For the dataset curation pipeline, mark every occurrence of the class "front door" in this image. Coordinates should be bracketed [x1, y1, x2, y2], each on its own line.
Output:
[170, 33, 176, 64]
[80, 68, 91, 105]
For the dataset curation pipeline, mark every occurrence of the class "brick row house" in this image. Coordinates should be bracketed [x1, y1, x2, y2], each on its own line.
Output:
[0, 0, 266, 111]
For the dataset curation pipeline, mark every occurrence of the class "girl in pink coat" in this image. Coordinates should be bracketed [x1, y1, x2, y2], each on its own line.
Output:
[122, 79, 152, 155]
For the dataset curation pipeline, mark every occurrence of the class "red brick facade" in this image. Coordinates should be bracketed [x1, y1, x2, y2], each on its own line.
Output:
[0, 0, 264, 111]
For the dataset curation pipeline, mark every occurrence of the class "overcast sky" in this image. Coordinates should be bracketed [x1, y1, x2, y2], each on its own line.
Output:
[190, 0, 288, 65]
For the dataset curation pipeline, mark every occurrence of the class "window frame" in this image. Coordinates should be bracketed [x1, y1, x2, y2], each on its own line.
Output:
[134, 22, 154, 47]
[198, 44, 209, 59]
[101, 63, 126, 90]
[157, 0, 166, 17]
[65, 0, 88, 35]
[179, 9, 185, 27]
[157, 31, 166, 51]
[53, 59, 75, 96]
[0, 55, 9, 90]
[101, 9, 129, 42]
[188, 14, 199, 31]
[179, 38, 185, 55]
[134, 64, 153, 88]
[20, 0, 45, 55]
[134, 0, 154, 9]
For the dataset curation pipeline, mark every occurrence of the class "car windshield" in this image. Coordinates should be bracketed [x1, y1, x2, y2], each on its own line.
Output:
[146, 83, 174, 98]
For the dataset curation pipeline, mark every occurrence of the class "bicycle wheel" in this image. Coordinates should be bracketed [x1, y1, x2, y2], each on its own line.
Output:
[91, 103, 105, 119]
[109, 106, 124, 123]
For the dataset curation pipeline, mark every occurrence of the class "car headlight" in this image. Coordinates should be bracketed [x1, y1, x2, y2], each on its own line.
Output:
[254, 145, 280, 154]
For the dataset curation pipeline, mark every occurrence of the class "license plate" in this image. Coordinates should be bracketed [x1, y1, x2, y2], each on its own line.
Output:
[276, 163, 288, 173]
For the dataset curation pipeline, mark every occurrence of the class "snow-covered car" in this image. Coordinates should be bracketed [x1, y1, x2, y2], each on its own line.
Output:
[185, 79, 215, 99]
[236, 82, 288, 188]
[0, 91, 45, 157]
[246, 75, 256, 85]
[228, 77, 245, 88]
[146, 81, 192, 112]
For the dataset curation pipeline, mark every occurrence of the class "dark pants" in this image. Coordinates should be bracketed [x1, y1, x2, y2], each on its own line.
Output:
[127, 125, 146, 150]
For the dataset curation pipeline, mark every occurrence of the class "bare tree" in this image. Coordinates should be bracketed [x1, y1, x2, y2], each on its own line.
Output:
+ + + +
Written task:
Return the material exactly as it stands.

Answer to the task:
For the dataset curation pipeline, mark every occurrence of the class "front door" in this image. Coordinates should be bracketed [x1, y1, x2, y2], each on its own line.
Output:
[170, 33, 176, 64]
[80, 68, 91, 105]
For the dataset curation pipeline, mark every occurrence of the class "brick row house" in this image. Coordinates should be bracketed [x1, y1, x2, y2], each on its own line.
Output:
[0, 0, 266, 111]
For the dataset curation pipeline, mark every occurrence of the class "girl in pink coat" in this image. Coordinates should be bracketed [x1, y1, x2, y2], each on its own line.
Output:
[122, 79, 152, 155]
For the dataset curation pipeline, mark every occurrence of the class "red brick facade" in this image. Coordinates should be bracketed [x1, y1, x2, y2], each on its own line.
Output:
[0, 0, 264, 111]
For the dataset curation pipeline, mark every occurrence of the class "overcast sky" in this image. Coordinates should be bracketed [x1, y1, x2, y2], each on its own line.
Output:
[190, 0, 288, 65]
For the dataset curation pipeline, mark every occurrence of the class "window frame" in this image. Coordinates should be bracketed [x1, y1, x2, y2], each on its own line.
Output:
[134, 22, 154, 47]
[198, 44, 209, 59]
[101, 63, 126, 90]
[157, 0, 166, 17]
[65, 0, 88, 35]
[179, 9, 185, 27]
[157, 31, 166, 51]
[53, 59, 75, 96]
[0, 55, 9, 90]
[101, 9, 129, 42]
[188, 14, 199, 31]
[179, 38, 185, 55]
[134, 64, 153, 88]
[20, 0, 45, 55]
[134, 0, 154, 9]
For the dataset curation pipeline, mark every occurrence of the class "car windshield" in this image. Coordinates should be bracketed [x1, y1, x2, y2], each on its own line.
Output:
[146, 83, 174, 98]
For the dataset curation pipeline, mark every occurrence of the class "bicycle wheel" in this image. Coordinates should be bracketed [x1, y1, x2, y2], each on its own line.
Output:
[91, 103, 105, 119]
[109, 106, 124, 123]
For the dataset curation pipeline, mark every occurrence of the class "car headlight" in this image. Coordinates should be bracketed [x1, y1, x2, y2], each on its own line.
Output:
[254, 145, 280, 154]
For the dataset curation pipeline, mark every occurrence of the class "license plate" in this image. Coordinates should be bracketed [x1, y1, x2, y2], each on its own line.
Output:
[276, 163, 288, 173]
For the dataset curation pipeline, mark every occurrence of the class "snow-covered car" in this image. Coordinates should be bracketed [x1, y1, x2, y2], each on its own line.
Output:
[185, 79, 215, 99]
[236, 82, 288, 188]
[0, 91, 45, 157]
[246, 75, 256, 85]
[228, 77, 245, 88]
[146, 81, 192, 112]
For the dataset curation pipeline, mark every occurrence of the class "dark pants" in this image. Coordinates should be bracketed [x1, y1, x2, y2], each on its own line.
Output:
[127, 125, 146, 150]
For the dataset curation pipeline, mark every occurrence of the class "bare tree" in this image. Coordinates should be bracketed [x1, y1, x2, y2], each on its own line.
Output:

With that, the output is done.